-------- SOURCE DATA --------

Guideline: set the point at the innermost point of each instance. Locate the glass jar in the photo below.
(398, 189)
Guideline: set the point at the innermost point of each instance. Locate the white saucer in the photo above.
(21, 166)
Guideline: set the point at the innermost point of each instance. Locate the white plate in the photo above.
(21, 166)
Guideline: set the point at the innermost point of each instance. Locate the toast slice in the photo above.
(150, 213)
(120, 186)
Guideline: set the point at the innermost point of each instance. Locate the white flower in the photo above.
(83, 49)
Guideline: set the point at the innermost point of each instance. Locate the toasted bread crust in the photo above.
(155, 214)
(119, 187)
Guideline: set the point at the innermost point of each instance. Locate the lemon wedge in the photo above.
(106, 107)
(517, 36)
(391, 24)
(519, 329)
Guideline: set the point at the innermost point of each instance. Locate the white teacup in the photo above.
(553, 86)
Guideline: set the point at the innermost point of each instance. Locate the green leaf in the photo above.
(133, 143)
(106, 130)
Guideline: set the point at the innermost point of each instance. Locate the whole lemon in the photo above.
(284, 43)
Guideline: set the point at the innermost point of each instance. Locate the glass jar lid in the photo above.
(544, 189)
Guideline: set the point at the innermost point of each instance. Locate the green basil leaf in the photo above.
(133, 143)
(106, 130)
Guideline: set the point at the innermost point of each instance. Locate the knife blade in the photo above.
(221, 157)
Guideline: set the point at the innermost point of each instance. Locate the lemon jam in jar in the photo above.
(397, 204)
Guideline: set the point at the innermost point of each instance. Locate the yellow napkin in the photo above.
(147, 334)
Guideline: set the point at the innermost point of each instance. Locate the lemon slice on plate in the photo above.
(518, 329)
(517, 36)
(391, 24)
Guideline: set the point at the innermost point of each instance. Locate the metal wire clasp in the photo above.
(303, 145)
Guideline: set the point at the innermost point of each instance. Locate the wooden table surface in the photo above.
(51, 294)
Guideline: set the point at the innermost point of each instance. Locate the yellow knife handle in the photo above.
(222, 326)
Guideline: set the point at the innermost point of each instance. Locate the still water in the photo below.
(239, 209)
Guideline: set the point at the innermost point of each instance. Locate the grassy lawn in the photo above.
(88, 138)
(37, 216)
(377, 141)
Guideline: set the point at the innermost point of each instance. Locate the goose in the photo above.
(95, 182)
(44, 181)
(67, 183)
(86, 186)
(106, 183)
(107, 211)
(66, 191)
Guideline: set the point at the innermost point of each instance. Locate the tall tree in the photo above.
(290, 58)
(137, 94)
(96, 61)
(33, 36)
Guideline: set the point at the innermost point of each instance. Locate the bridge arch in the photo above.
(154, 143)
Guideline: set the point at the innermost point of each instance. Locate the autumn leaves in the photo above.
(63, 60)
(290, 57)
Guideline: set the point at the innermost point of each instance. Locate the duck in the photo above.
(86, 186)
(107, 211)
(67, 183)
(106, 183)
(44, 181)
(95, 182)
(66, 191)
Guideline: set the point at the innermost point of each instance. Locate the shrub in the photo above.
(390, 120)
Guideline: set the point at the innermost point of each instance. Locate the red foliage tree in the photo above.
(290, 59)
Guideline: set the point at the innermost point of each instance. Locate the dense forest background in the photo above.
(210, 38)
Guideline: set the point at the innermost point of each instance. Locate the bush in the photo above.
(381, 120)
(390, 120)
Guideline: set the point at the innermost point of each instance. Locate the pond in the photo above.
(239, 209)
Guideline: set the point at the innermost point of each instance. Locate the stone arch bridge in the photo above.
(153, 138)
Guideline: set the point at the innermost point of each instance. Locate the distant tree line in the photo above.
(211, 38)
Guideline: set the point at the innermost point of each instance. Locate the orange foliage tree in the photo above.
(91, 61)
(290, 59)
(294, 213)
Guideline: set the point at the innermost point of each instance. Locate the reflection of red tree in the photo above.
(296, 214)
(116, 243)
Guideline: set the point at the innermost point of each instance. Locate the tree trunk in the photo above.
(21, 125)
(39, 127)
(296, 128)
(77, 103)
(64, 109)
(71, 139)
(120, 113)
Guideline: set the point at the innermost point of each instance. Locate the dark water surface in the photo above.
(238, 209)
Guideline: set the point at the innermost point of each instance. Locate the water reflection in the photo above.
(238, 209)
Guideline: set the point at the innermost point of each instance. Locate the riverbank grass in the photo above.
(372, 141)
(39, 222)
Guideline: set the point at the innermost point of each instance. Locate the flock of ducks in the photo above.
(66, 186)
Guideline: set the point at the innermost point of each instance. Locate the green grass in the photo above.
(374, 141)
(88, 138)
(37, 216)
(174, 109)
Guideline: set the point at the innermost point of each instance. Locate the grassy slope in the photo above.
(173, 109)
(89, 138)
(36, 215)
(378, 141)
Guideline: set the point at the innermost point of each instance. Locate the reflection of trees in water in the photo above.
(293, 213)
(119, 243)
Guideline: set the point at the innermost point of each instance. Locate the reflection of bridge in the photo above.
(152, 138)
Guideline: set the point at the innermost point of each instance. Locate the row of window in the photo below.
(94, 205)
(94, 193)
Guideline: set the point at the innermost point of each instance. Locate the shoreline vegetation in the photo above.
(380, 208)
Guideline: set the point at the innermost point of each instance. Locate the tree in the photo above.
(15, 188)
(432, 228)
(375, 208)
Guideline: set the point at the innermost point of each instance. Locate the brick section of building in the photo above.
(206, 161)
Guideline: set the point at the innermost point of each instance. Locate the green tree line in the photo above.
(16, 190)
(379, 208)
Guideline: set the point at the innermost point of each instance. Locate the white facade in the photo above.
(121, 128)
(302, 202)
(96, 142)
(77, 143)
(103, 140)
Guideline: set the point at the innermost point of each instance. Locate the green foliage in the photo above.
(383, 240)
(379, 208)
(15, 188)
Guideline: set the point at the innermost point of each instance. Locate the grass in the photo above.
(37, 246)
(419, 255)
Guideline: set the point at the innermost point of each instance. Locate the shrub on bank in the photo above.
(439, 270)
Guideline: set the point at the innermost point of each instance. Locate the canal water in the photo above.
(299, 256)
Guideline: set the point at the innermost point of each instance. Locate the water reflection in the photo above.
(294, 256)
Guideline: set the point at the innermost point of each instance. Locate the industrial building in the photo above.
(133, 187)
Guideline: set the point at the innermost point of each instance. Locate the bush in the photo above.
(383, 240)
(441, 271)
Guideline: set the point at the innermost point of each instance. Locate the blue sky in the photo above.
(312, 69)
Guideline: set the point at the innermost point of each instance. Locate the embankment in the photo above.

--------

PROBLEM DETAILS
Take the entries above and transcribe them exactly.

SOLUTION TO THIS EXERCISE
Guideline: set the point at the innermost point of each instance. Locate the glass jar in the photo below.
(398, 189)
Guideline: set the point at the innermost point of each instance. Locate the white saucer in the photo above.
(21, 166)
Guideline: set the point at the innermost point of each instance. Locate the white plate in the photo above.
(21, 166)
Guideline: set the point at the innermost point of each instance. Locate the toast slice in the photo above.
(150, 213)
(120, 186)
Guideline: set the point at the innermost point of each instance. Locate the white flower in the photo above.
(83, 49)
Guideline: set the point at the innermost point of each instance. Locate the toasted bread crust in the photo above.
(155, 214)
(119, 187)
Guideline: set the point at the innermost point of each instance. Locate the lemon wedge in the photo above.
(106, 107)
(517, 36)
(391, 24)
(519, 329)
Guideline: set the point at the innermost point of each instance. Locate the white teacup in the photo above.
(553, 86)
Guideline: set the point at the innermost point of each instance. Locate the green leaf in the photo above.
(133, 143)
(106, 130)
Guideline: set the point at the innermost point of each instance. Locate the whole lemon in the photo above.
(284, 43)
Guideline: set the point at the innermost point of each instance. Locate the glass jar lid in the photo above.
(544, 189)
Guideline: set the point at the innermost point of each instance. Locate the green basil leaf in the photo above.
(133, 143)
(106, 130)
Guideline: set the point at the innermost point of each instance. Locate the knife blade in the photo above.
(221, 157)
Guideline: set the point at the innermost point of each instance. Locate the lemon jam in jar in the photo above.
(397, 204)
Guideline: set the point at the innermost point of each instance. Locate the yellow napkin in the photo above.
(147, 334)
Guideline: set the point at the innermost point of each instance. Locate the lemon slice on plate in the photo above.
(518, 329)
(517, 36)
(391, 24)
Guideline: set the point at the innermost point of each instance. Locate the metal wire clasp in the photo above.
(303, 145)
Guideline: set the point at the innermost point of each instance. Locate the wooden table surface in the photo above.
(51, 294)
Guideline: set the point at the innermost point of each instance. Locate the yellow knife handle in the photo above.
(222, 326)
Guideline: set the point at the innermost point of each instance. Locate the still water in the photo below.
(239, 209)
Guideline: set the point at the innermost point of each instance. Locate the grassy lawn in the photo above.
(88, 138)
(37, 216)
(377, 141)
Guideline: set the point at the innermost point of each instance. Locate the goose in the photo above.
(95, 182)
(44, 181)
(67, 183)
(86, 186)
(106, 183)
(107, 211)
(66, 191)
Guideline: set the point at the innermost point of each instance. Locate the tall tree in the photo above.
(290, 58)
(137, 94)
(96, 61)
(33, 36)
Guideline: set the point at the innermost point of each instance. Locate the bridge arch in the photo above.
(154, 143)
Guideline: set the point at the innermost point of each instance. Locate the autumn leaves in the photo above.
(63, 60)
(290, 57)
Guideline: set the point at the innermost point of each instance. Locate the duck in the photo above.
(86, 186)
(107, 211)
(67, 183)
(106, 183)
(44, 181)
(95, 182)
(66, 191)
Guideline: set the point at the innermost point of each instance. Locate the shrub in the photo above.
(390, 120)
Guideline: set the point at the innermost point of each instance. Locate the red foliage tree in the photo above.
(290, 59)
Guideline: set the point at the innermost point of each instance. Locate the dense forest background in the photo above.
(210, 38)
Guideline: set the point at the innermost point of each instance. Locate the bush in the photo above.
(381, 120)
(390, 120)
Guideline: set the point at the innermost point of each instance. Locate the pond in the photo above.
(239, 209)
Guideline: set the point at the innermost point of each instance. Locate the stone arch bridge in the photo above.
(153, 138)
Guideline: set the point at the innermost point of each instance. Locate the distant tree line in the photo above.
(211, 38)
Guideline: set the point at the innermost point of each instance. Locate the orange foliage tree in the photo above.
(91, 61)
(290, 59)
(294, 213)
Guideline: set the point at the innermost point of each instance. Locate the reflection of red tree in the photo above.
(296, 214)
(116, 243)
Guideline: set the point at the innermost point of each instance. Locate the tree trunk in the photo above.
(21, 125)
(39, 127)
(296, 128)
(77, 103)
(64, 109)
(71, 139)
(120, 113)
Guideline: set the point at the innermost point of each instance. Locate the dark water surface in the photo above.
(238, 209)
Guideline: set the point at the innermost point of each instance. Locate the water reflection in the photo above.
(238, 209)
Guideline: set the point at the innermost point of each instance. Locate the riverbank grass in the photo above.
(372, 141)
(39, 222)
Guideline: set the point at the innermost point of each instance. Locate the flock of ducks in the photo above.
(66, 186)
Guideline: set the point at the innermost point of each instance. Locate the green grass in the photo above.
(374, 141)
(88, 138)
(37, 216)
(174, 109)
Guideline: set the point at the innermost point of each instance. Locate the grassy slope in the photo above.
(173, 109)
(89, 138)
(36, 215)
(378, 141)
Guideline: set the point at the innermost point of each instance. Locate the reflection of trees in water in the photo above.
(293, 213)
(119, 243)
Guideline: set the point at the innermost point of each instance. Locate the reflection of bridge in the photo above.
(152, 138)
Guideline: set the point at the innermost point of each instance. Locate the row of window in the photo below.
(94, 205)
(94, 193)
Guideline: set the point at the innermost point of each instance. Locate the shoreline vegetation in the photo above.
(380, 208)
Guideline: set the point at the innermost point of each instance. Locate the tree in the photo above.
(15, 188)
(432, 228)
(375, 208)
Guideline: set the point at the innermost point of each instance. Locate the brick section of building in the photo above.
(206, 161)
Guideline: set the point at the innermost point of each instance. Locate the green tree line in the photo above.
(16, 190)
(379, 208)
Guideline: set the point at the innermost point of each instance. Locate the white facade in the photo above.
(121, 128)
(302, 202)
(96, 142)
(77, 143)
(103, 140)
Guideline: set the point at the innermost point of each instance. Locate the green foliage in the photo above.
(383, 240)
(379, 208)
(15, 188)
Guideline: set the point at the innermost point of each instance. Locate the grass in the photo above.
(37, 246)
(419, 255)
Guideline: set the point at the innermost point of each instance. Locate the shrub on bank in the photo above.
(439, 270)
Guideline: set the point at the innermost point of each instance. Locate the canal water in the photo above.
(299, 256)
Guideline: set the point at the innermost point of each instance. Locate the water reflection in the photo above.
(294, 256)
Guideline: set the point at the innermost point of each instance. Locate the industrial building in the photo above.
(133, 187)
Guideline: set the point at the innermost point of each instance. Locate the bush in the photo above.
(383, 240)
(441, 271)
Guideline: set the point at the innermost point of each instance. Locate the blue sky in the photo above.
(312, 69)
Guideline: set the point at the innermost point of each instance. Locate the embankment in the photo above.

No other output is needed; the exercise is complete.